-- Input --
*-*-*

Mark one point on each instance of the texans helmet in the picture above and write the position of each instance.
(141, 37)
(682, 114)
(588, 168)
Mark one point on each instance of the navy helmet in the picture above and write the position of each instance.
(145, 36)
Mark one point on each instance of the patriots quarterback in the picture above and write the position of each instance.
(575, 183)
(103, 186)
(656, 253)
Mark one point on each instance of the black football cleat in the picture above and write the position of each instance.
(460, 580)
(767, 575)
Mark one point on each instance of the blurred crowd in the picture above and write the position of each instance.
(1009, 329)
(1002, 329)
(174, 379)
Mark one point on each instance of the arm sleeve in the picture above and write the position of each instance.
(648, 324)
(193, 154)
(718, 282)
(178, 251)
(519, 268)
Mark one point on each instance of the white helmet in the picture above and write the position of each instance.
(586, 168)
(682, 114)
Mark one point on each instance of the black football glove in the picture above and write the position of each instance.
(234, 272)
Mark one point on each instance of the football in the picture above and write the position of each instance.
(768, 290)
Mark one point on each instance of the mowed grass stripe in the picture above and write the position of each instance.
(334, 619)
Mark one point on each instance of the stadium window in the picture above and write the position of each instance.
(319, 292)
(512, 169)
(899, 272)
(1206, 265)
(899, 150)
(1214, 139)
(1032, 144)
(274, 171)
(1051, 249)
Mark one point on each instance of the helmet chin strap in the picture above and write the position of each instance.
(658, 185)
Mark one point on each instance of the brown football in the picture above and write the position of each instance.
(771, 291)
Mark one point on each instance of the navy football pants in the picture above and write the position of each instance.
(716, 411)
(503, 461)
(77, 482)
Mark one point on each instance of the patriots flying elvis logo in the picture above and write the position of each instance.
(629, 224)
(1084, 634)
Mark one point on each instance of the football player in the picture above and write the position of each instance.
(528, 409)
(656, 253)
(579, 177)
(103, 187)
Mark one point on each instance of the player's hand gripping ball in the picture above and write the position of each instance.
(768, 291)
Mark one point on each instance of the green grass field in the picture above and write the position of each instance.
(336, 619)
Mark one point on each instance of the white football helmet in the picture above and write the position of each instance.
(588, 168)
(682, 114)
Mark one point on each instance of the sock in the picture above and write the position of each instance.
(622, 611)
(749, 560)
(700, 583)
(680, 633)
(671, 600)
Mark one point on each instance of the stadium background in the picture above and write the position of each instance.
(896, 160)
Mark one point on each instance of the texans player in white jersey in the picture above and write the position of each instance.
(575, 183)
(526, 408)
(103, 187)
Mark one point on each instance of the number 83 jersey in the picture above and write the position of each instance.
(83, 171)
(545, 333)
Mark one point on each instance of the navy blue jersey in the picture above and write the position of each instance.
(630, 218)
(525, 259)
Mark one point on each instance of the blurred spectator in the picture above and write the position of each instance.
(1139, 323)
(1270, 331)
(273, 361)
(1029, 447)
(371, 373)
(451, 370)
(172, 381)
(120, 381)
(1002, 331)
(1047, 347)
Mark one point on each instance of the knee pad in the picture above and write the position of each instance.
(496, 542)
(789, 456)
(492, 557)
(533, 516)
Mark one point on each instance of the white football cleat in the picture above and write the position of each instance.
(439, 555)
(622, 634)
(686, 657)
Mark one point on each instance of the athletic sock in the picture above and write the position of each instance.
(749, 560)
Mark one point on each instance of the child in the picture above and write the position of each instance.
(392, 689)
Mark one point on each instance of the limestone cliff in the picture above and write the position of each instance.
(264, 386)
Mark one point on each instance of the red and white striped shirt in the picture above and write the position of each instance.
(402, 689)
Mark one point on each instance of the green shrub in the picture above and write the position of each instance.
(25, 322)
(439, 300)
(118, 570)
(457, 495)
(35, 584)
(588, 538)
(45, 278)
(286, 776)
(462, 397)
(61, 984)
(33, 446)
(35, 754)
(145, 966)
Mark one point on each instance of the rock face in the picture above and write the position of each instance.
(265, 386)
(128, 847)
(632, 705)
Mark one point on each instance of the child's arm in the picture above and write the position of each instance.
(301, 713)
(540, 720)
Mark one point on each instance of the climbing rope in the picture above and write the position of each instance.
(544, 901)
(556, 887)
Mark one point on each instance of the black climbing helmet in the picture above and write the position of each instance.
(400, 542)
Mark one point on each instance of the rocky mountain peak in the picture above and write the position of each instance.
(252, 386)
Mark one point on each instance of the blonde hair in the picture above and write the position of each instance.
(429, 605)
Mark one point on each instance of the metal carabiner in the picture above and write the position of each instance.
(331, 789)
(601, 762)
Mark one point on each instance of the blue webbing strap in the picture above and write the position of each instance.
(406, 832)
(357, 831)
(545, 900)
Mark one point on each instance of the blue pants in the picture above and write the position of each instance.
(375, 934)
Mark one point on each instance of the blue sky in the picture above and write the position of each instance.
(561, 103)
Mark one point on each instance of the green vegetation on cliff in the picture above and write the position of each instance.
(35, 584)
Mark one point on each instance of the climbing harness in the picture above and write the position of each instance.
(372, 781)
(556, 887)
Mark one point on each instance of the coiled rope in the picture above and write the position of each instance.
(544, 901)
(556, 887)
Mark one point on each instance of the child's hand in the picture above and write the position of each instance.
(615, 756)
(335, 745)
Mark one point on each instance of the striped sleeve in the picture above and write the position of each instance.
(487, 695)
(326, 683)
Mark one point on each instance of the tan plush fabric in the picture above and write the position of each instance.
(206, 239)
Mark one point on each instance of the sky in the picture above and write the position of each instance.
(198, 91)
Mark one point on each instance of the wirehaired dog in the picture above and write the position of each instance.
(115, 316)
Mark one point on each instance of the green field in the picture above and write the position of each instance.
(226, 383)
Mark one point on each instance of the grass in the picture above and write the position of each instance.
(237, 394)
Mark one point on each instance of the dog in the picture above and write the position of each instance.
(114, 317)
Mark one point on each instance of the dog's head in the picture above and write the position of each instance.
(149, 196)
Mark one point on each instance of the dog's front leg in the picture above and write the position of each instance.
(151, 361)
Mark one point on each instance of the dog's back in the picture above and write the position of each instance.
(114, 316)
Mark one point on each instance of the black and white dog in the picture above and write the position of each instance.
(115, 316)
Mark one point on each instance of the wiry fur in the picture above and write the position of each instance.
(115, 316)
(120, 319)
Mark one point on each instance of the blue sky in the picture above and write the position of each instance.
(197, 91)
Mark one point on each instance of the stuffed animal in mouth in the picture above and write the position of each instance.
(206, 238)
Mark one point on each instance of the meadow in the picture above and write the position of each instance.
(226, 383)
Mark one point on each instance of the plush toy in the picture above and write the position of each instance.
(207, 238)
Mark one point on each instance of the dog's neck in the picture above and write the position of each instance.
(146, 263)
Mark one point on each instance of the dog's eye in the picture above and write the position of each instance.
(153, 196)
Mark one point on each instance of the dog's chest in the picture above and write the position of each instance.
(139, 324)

*-*-*

-- Problem statement --
Reproduce everything from the line containing "Mark one point on each instance of the meadow" down to the end of the material, renaming "dog's" to "animal's" throughout and leaving every other part unchanged.

-- The output --
Mark one point on each instance of the meadow in the picture above and write the position of each instance.
(226, 383)
Mark one point on each instance of the plush toy in the picture above and write the position of each instance.
(207, 238)
Mark one point on each instance of the animal's neck in the picture above and write the position of each instance.
(146, 263)
Mark one point on each instance of the animal's eye in the picture above and write the position of each instance.
(153, 196)
Mark one point on each instance of the animal's chest in the picture above and write the position of each instance.
(139, 324)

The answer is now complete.